**WHAT TO DO**
Render each line of the entries below as a JSON list of strings, one string per line, with blank lines left out.

**ITEMS**
(begin)

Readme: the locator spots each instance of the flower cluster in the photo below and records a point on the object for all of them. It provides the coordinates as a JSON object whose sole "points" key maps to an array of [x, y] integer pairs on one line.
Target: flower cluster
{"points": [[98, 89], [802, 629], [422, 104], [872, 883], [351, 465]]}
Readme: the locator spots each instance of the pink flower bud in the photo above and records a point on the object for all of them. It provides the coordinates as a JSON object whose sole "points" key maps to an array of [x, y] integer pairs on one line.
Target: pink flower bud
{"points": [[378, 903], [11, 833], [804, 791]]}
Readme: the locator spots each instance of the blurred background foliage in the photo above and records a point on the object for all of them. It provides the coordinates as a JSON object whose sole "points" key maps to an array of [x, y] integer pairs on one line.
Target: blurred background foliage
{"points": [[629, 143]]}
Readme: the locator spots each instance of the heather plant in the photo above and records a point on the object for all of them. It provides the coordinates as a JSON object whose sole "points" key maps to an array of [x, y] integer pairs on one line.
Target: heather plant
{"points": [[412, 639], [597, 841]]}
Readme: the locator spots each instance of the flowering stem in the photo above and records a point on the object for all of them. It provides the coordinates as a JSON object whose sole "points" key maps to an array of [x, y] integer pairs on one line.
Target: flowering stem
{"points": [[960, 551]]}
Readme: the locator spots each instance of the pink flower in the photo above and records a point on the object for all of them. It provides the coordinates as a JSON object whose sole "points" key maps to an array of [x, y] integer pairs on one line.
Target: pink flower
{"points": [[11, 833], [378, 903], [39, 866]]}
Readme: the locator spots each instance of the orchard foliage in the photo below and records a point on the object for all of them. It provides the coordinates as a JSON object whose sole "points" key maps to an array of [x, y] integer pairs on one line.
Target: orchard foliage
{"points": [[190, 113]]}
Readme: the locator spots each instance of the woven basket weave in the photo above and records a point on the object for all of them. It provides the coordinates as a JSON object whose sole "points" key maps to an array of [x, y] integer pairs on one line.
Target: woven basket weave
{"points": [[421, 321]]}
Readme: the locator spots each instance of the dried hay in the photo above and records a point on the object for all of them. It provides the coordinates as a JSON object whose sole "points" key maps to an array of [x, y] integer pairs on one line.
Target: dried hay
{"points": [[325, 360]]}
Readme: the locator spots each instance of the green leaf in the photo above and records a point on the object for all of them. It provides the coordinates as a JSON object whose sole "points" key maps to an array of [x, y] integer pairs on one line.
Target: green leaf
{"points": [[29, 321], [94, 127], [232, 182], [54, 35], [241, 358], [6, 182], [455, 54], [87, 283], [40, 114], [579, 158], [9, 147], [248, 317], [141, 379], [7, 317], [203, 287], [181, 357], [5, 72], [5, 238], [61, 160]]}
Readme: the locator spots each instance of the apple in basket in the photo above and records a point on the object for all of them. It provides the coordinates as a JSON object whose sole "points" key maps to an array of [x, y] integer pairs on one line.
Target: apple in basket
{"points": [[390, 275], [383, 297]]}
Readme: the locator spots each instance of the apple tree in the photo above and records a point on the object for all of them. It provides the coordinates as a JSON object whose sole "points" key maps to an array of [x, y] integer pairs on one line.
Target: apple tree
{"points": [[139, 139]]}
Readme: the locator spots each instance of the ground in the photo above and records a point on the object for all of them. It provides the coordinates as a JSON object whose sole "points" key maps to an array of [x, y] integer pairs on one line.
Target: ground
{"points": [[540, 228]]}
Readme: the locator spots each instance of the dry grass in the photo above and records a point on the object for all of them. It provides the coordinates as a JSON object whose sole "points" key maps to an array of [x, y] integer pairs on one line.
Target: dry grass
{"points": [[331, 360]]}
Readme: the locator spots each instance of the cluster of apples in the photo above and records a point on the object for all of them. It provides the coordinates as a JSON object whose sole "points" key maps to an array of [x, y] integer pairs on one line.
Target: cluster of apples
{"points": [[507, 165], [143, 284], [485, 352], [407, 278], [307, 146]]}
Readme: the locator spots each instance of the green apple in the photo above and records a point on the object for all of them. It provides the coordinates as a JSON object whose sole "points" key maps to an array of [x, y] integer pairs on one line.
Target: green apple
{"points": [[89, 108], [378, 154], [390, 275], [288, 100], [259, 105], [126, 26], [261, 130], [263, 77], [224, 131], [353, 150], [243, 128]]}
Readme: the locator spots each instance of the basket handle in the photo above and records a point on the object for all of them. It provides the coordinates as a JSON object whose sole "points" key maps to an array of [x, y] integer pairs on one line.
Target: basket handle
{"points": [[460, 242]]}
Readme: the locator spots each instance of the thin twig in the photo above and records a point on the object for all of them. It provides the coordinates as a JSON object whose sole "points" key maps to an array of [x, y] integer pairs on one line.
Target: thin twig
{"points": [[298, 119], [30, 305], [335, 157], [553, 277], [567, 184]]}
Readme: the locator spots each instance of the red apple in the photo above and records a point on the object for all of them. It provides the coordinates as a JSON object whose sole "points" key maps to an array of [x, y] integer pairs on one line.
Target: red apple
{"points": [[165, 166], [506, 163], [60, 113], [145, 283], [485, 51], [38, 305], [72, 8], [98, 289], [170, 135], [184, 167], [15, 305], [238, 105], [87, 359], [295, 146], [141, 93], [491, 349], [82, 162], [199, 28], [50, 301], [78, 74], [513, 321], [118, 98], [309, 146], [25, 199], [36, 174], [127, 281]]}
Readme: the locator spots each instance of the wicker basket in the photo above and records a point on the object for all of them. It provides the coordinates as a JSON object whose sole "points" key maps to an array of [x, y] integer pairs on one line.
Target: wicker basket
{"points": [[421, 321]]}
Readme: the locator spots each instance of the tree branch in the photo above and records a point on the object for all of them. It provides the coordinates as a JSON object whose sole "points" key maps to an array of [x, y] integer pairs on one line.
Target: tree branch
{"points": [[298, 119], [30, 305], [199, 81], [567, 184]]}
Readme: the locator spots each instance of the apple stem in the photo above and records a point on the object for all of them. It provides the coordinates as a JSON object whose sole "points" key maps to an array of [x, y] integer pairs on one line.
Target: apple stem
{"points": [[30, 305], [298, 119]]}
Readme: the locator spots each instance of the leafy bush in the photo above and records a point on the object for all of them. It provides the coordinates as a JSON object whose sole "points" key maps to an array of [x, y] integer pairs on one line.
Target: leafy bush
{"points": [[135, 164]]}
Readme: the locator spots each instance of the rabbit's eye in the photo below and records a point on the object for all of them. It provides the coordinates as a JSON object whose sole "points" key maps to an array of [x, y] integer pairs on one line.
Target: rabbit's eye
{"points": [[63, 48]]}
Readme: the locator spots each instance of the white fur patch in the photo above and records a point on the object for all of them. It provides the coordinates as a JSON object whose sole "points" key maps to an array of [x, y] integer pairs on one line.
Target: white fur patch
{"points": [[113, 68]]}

(end)

**REPLY**
[
  "Readme: the locator spots each instance of the flower cluster in the photo below and records a point on the object for all of them. It provides the coordinates as a JSON object whose sole \"points\" key maps to an array of [x, y] integer pairs on one line.",
  "Target: flower cluster",
  "{\"points\": [[98, 89], [802, 629], [422, 104], [872, 883], [351, 465]]}",
  "Readme: the locator spots each instance of the pink flower bud in the photo above and records a point on the object for all of them. It provides the coordinates as a JSON object whose sole \"points\" key maps to an array of [x, y] integer pairs on one line.",
  "Target: pink flower bud",
  "{\"points\": [[378, 903], [11, 833], [804, 791]]}",
  "Readme: the locator spots each instance of the blurred background foliage in the photo above and records a point on the object for all of them. It provides the coordinates as a JSON object whose sole \"points\" key maps to an array of [x, y] integer pairs on one line.",
  "Target: blurred background foliage",
  "{\"points\": [[629, 143]]}",
  "Readme: the locator spots each instance of the heather plant in the photo above and records a point on the object for all of them. It provides the coordinates as a JSON object whose sole \"points\" key maps to an array of [x, y] integer pairs on one line.",
  "Target: heather plant",
  "{\"points\": [[412, 639], [597, 841]]}",
  "Readme: the locator spots each instance of the flowering stem in the photo above and records a point on the object for all of them. It provides the coordinates as a JSON object whose sole \"points\" key maps to an array of [x, y] integer pairs on one line.",
  "Target: flowering stem",
  "{\"points\": [[960, 551]]}",
  "Readme: the locator spots each instance of the pink flower in the photo above and records a point on the object for all of them. It provides the coordinates as a JSON object whose sole \"points\" key maps to an array of [x, y] integer pairs on one line.",
  "Target: pink flower",
  "{\"points\": [[11, 833], [378, 903], [39, 866]]}",
  "Readme: the locator spots each instance of the orchard foliage in the photo below and records a point on the object for all of them. It provides the coordinates as a JSON object whose sole \"points\" key maps to an array of [x, y] integer pairs on one line.",
  "Target: orchard foliage",
  "{\"points\": [[190, 113]]}",
  "Readme: the locator spots each instance of the woven basket weave in the photo above and records a point on the object for all of them. It provides the coordinates as a JSON object whose sole \"points\" key maps to an array of [x, y] integer pairs on one line.",
  "Target: woven basket weave",
  "{\"points\": [[421, 321]]}",
  "Readme: the locator spots each instance of the dried hay in the photo above and records a point on the object for all of them. It provides the coordinates as a JSON object whose sole \"points\" key maps to an array of [x, y] integer pairs on one line.",
  "Target: dried hay",
  "{\"points\": [[325, 360]]}",
  "Readme: the locator spots each instance of the green leaf in the photo above and records a point on the object for all of them. It provides the coordinates as a JSON object whose sole \"points\" key maps to an array of [x, y] integer pairs on one line.",
  "Target: green leaf",
  "{\"points\": [[29, 321], [94, 127], [232, 182], [54, 35], [241, 358], [6, 182], [455, 54], [87, 283], [40, 114], [579, 158], [9, 147], [248, 317], [141, 379], [7, 317], [203, 287], [181, 357], [5, 72], [5, 238], [61, 160]]}",
  "Readme: the locator spots each instance of the apple in basket in the photo above and records a point on the object for all of them. It provides the coordinates as a JSON object whose sole \"points\" key maps to an array of [x, y] integer pairs on one line.",
  "Target: apple in basket",
  "{\"points\": [[390, 275], [383, 297]]}",
  "Readme: the locator spots each instance of the apple tree in the photo above and records a point on the object for all of them. It provides the coordinates as a JSON object whose sole \"points\" key maps to an array of [x, y] integer pairs on one line.",
  "Target: apple tree",
  "{\"points\": [[139, 139]]}",
  "Readme: the locator spots each instance of the ground in the photo above and records a point on the object for all of them. It provides the coordinates as a JSON object whose sole \"points\" key maps to an array of [x, y] integer pairs on one line.",
  "Target: ground",
  "{\"points\": [[540, 228]]}",
  "Readme: the locator spots each instance of the dry grass in the photo above and records a point on the object for all of them. It provides the coordinates as a JSON object whose sole \"points\" key maps to an array of [x, y] integer pairs on one line.",
  "Target: dry grass",
  "{\"points\": [[331, 360]]}",
  "Readme: the locator spots each instance of the cluster of apples in the photo above and records a point on the object for all of them. It provides the coordinates as a JSON object whose sole \"points\" key maps to an array of [x, y] integer pairs on one line.",
  "Target: cluster of apples",
  "{\"points\": [[507, 165], [143, 284], [485, 352], [407, 278], [307, 146]]}",
  "Readme: the locator spots each instance of the green apple in the photo above and records a point on the object for all of them. It provides the coordinates as a JSON object whose sole \"points\" key maps to an array of [x, y] integer pairs on one line.",
  "Target: green apple",
  "{\"points\": [[89, 108], [378, 154], [390, 275], [288, 100], [259, 105], [126, 26], [261, 130], [263, 77], [224, 131], [353, 150], [243, 128]]}",
  "Readme: the locator spots each instance of the basket handle in the photo above and records a point on the object for all of them. It provides the coordinates as a JSON object whose sole \"points\" key maps to an array of [x, y] integer pairs on one line.",
  "Target: basket handle",
  "{\"points\": [[460, 242]]}",
  "Readme: the locator spots each instance of the thin twig in the photo above and records a point on the object for all of them. It provides the coordinates as a JSON object whose sole \"points\" key maps to an array of [x, y] integer pairs on one line.",
  "Target: thin twig",
  "{\"points\": [[298, 119], [30, 305], [335, 157], [553, 277], [567, 184]]}",
  "Readme: the locator spots each instance of the red apple in the photo above and records a point on the object for all of them. It provides the coordinates as a JSON object whose sole \"points\" key maps to an array of [x, y] integer pairs on one line.",
  "Target: red apple",
  "{\"points\": [[165, 166], [506, 163], [60, 113], [145, 283], [485, 51], [38, 305], [72, 8], [98, 289], [170, 135], [184, 167], [15, 305], [238, 105], [87, 359], [295, 146], [141, 93], [491, 349], [82, 162], [199, 28], [50, 301], [78, 74], [513, 321], [118, 98], [309, 146], [25, 199], [36, 174], [127, 281]]}",
  "Readme: the locator spots each instance of the wicker basket in the photo above and records a point on the object for all of them. It provides the coordinates as a JSON object whose sole \"points\" key maps to an array of [x, y] integer pairs on one line.",
  "Target: wicker basket",
  "{\"points\": [[421, 321]]}",
  "Readme: the locator spots each instance of the tree branch in the photo above and records a point on the object for all of them. It provides the coordinates as a JSON object whose sole \"points\" key maps to an array of [x, y] integer pairs on one line.",
  "Target: tree branch",
  "{\"points\": [[298, 119], [30, 305], [199, 81], [567, 184]]}",
  "Readme: the locator spots each instance of the apple stem in the photo above and records a point on the object for all of them. It provides the coordinates as a JSON object whose sole \"points\" key maps to an array of [x, y] integer pairs on one line.",
  "Target: apple stem",
  "{\"points\": [[30, 305], [298, 119]]}",
  "Readme: the locator spots each instance of the leafy bush in the photo above and records a point on the object for all of them. It provides the coordinates as a JSON object whose sole \"points\" key maps to an array of [x, y] integer pairs on one line.",
  "Target: leafy bush",
  "{\"points\": [[135, 164]]}",
  "Readme: the locator spots each instance of the rabbit's eye in the photo below and records a point on the object for all of them. It provides the coordinates as a JSON object whose sole \"points\" key maps to an array of [x, y] integer pairs on one line.",
  "Target: rabbit's eye",
  "{\"points\": [[63, 48]]}",
  "Readme: the locator spots each instance of the white fur patch in the photo above and records a point on the object for all of them. It provides the coordinates as a JSON object whose sole \"points\" key maps to an array of [x, y] integer pairs on one line.",
  "Target: white fur patch",
  "{\"points\": [[113, 68]]}"
]